本文の一部:
┄┄┄┄┄┄┄┄┄┄

第1回動物医療グリーフケアフォーラムInマレーシア開催報告
北海道から九州まで広範囲にわたる各地の動物病院から獣医師、看護師、トリマーなど総勢70名がクアラルンプールに集結。
25日>午前>成田&関空から出国
VGCFと書かれたオレンジカラーの旗で参加者を誘導、貸し切りバス2台で空港から市内へ。
レストランHAKKAでWelcome Dinner。Steam Boatというマレーシア式寄せ鍋を楽しみ、前夜祭会場のHeli Lounge Barへ。
翌日のフォーラムの成功を祈願し“乾杯”
昼間はヘリポートとなるこの屋上からの夜景は、診療で疲れた医療者のこころを開放してくれる。
あ~なんて美しい…感嘆の声が響き渡る。

┄┄┄┄┄┄┄┄┄┄

(保存された記録)
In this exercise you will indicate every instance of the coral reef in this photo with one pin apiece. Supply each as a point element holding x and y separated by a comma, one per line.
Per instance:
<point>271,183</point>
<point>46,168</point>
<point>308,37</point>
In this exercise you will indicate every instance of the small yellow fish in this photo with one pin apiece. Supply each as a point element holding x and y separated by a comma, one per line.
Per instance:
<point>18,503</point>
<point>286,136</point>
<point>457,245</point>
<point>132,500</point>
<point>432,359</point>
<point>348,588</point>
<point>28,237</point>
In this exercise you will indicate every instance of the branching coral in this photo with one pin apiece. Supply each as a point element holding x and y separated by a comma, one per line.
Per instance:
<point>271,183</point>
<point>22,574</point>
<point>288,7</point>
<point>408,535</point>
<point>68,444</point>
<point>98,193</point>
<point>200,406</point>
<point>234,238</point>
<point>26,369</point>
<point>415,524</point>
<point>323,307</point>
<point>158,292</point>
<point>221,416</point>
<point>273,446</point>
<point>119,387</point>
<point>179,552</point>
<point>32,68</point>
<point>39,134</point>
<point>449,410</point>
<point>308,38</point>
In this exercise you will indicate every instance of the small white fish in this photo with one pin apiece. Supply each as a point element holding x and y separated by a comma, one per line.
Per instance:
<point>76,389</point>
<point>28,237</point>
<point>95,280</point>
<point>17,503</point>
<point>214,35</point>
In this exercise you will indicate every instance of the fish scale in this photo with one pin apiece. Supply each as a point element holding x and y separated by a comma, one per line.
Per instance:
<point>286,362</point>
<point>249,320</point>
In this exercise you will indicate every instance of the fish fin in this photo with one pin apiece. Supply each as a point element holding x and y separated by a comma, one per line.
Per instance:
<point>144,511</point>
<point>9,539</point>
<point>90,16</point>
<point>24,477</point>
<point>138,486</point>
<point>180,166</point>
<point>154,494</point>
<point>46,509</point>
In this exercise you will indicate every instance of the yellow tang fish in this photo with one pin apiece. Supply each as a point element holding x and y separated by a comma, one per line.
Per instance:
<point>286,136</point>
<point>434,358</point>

┄┄┄┄┄┄┄┄┄┄

課題の内容:
グリーフケアフォーラムの開催報告を、最後の文のあとから書き足してください。 記録は使わなくてもかまいません。

この課題の答え:
26日>動物医療グリーフケアフォーラム開催
ホテル21階Sky Loungeにセッティングされた会場にて
午前9時スタート
10名の症例発表と2名のフリースピーチ。
3例づつ発表後、私が「グリーフケア」の視点から評価とアドバイス。
10例を通して「ペットのグリーフ}を中心に、さまざまな角度からグリーフケアを伝えることができた。
主役はペット。
ペットの目から景色を見て感じる力を高めること。
治療が最終地点ではなく、治療の後、ペットが少しでも楽に生きているかどうかをしっかり確認していくことが重要。
例えばペットが日常を生きてきたホームを離れ、治療のために入院するが入院中、ペットがホッとして笑う時間はあるのだろうか、
大好きな飼い主との面会時間は貴重、
飼い主がいつもの聞きなれた声で笑顔で名前を呼んでくれるのか、いっぱい褒めてくれているのか、ふれあうことはできているのか、安眠できているのか、食べることができるのか、緊張なくトイレができるのか…など
個々のペットに合わせて安全環境を考えていかなくてはならない。
そのためには、日頃から飼い主にペットの日常の様子についてお聞きしながら、ペット情報を集めておくことでペットが喜ぶアイディアを考えることができる。
これがペットのグリーフケアである。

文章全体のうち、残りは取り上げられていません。